━━━━━ TEXT BLOCK
In August 2006, the Ninth Circuit upheld October 2, 2000 as the refund effective date for the FPA section 206 Refund Proceeding, but remanded to the FERC its decision not to consider a FPA section 309 remedy for tariff violations prior to October 2, 2000. The Ninth Circuit also granted Californias petition for review challenging the FERCs exclusion of the energy exchange transactions as well as the FERCs exclusion of forward market transactions from the California refund proceedings. Petitions for rehearing were filed on November 16, 2007. It is unclear at this time what impact, if any, the Courts remand might have on Avista Energy. The second round of issues and their corresponding briefing schedules have not yet been set by the Ninth Circuit.
The CalISO continues to work on its compliance filing for the Refund Period, which will show who owes what to whom. The CalISO completed the preparatory and the FERC refund reruns, as well as much of the financial adjustment phase and is now completing refund interest calculations. In its March 2008 status report, the CalISO stated that once the FERC addresses all of the open issues before it, the CalISO intends to: (1) perform the necessary adjustment to remove refunds associated with non-jurisdictional entities and allocate that shortfall to net refund recipients; and (2) work with the parties to the various global settlements to make appropriate adjustments to the CalISOs data in order to properly reflect those adjustments. The California Parties expressed concern that this approach may not be workable and stated that further discussions are needed. In its May 2008 status report, the CalISO agreed to further discussions on these issues. Accordingly, the CalISO does not present any date when it expects the compliance filing to be completed. Rather, the CalISO has stated that it will provide more details regarding the settlement adjustment phase in subsequent data reports.
━━━━━━━━━━
GIVEN INSTRUCTION A:
Answer these questions from the passage on the California refund proceedings:
(i) Which refund effective date did the Ninth Circuit uphold in August 2006?
(ii) On what date were petitions for rehearing filed?
(iii) In which status report did the CalISO agree to further discussions?
GIVEN INSTRUCTION B:
Write the next few sentences of the passage on the California refund proceedings, picking up after its final sentence.
The items that follow the passage on the California refund proceedings are not needed for either task.
━━━━━ PROVIDED INFORMATION
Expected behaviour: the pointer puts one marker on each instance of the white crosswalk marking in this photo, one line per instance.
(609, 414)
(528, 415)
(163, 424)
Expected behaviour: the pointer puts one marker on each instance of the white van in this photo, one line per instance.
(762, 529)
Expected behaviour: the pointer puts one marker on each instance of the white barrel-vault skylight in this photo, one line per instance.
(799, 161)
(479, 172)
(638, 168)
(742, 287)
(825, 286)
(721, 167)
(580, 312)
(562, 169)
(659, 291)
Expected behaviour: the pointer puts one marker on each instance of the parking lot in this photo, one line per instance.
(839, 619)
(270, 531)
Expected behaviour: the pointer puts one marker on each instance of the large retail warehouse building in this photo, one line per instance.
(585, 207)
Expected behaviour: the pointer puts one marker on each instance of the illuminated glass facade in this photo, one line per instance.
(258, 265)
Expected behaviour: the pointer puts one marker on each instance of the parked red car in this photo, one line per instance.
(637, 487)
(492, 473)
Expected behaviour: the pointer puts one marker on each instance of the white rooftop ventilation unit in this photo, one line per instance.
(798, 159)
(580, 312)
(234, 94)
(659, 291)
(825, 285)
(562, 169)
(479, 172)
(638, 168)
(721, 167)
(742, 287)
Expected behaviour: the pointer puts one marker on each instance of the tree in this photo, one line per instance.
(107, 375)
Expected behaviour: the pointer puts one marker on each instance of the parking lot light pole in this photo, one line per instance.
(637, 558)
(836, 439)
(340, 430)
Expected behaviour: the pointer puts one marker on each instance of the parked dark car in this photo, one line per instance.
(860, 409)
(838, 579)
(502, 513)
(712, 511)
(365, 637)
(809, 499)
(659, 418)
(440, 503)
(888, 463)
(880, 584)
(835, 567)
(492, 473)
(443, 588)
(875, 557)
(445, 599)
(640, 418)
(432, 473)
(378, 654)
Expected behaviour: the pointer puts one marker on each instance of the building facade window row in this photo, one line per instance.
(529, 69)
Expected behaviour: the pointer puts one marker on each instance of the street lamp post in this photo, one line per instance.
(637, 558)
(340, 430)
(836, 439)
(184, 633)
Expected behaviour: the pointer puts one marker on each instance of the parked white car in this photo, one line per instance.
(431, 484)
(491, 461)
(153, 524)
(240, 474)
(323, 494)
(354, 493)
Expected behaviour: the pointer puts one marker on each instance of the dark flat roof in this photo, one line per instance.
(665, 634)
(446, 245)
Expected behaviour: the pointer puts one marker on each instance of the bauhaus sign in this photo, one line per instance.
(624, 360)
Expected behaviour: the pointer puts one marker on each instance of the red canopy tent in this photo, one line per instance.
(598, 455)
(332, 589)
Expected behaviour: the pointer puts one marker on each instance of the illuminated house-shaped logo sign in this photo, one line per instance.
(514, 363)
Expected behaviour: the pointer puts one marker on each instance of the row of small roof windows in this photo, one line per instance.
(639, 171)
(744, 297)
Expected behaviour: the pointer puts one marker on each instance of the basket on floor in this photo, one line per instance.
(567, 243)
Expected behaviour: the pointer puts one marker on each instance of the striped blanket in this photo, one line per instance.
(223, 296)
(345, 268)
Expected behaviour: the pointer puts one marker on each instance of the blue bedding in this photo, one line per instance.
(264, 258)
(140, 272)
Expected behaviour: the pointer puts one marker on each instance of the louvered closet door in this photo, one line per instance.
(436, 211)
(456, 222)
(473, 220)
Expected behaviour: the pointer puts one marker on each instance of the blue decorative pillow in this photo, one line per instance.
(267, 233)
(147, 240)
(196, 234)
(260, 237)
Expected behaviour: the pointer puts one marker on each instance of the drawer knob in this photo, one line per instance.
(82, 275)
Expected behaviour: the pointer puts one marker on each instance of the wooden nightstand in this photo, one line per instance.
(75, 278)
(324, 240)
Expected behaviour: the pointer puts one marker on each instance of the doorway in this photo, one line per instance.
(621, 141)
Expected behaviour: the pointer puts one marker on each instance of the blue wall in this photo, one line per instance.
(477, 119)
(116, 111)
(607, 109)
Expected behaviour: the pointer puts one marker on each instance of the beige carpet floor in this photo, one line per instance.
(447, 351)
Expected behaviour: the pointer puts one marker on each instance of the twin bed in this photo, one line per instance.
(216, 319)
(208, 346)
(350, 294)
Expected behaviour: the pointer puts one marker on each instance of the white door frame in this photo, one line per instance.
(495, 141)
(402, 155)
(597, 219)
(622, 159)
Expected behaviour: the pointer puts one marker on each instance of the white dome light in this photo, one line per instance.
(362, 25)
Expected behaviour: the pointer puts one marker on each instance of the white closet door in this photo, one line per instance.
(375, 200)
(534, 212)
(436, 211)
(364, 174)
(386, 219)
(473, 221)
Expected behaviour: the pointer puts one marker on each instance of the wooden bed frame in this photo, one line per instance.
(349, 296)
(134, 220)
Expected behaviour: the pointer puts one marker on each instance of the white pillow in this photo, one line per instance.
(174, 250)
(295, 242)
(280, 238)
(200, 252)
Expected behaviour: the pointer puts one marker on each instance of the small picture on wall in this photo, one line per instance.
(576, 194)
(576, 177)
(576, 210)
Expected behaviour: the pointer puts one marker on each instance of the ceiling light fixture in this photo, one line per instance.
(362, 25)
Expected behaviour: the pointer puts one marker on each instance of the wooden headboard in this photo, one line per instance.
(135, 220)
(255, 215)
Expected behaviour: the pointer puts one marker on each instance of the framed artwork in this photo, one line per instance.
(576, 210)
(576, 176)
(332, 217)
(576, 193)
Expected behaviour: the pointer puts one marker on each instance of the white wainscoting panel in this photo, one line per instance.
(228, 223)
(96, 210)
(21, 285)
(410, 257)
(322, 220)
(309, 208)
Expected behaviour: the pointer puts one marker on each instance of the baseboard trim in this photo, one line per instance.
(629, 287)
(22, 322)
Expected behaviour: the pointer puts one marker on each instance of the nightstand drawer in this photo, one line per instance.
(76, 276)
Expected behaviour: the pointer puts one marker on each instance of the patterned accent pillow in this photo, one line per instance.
━━━━━━━━━━
EXPECTED OUTPUT A:
(i) October 2, 2000
(ii) November 16, 2007
(iii) The May 2008 status report

EXPECTED OUTPUT B:
Any potential liabilities or refunds owed by or to Avista Energy in the California Refund Proceeding were retained by Avista Corp. and/or its subsidiaries and have not been transferred to Shell Energy and/or its affiliates. Because the resolution of the California refund proceeding remains uncertain, legal counsel cannot express an opinion on the extent of the Companys liability, if any. However, based on information currently known to the Companys management, the Company does not expect that the California refund proceeding will have a material adverse effect on its financial condition, results of operations or cash flows. This is primarily due to the fact that FERC orders have stated that any refunds will be netted against unpaid amounts owed to the respective parties and the Company does not believe that refunds would exceed unpaid amounts owed to the Company.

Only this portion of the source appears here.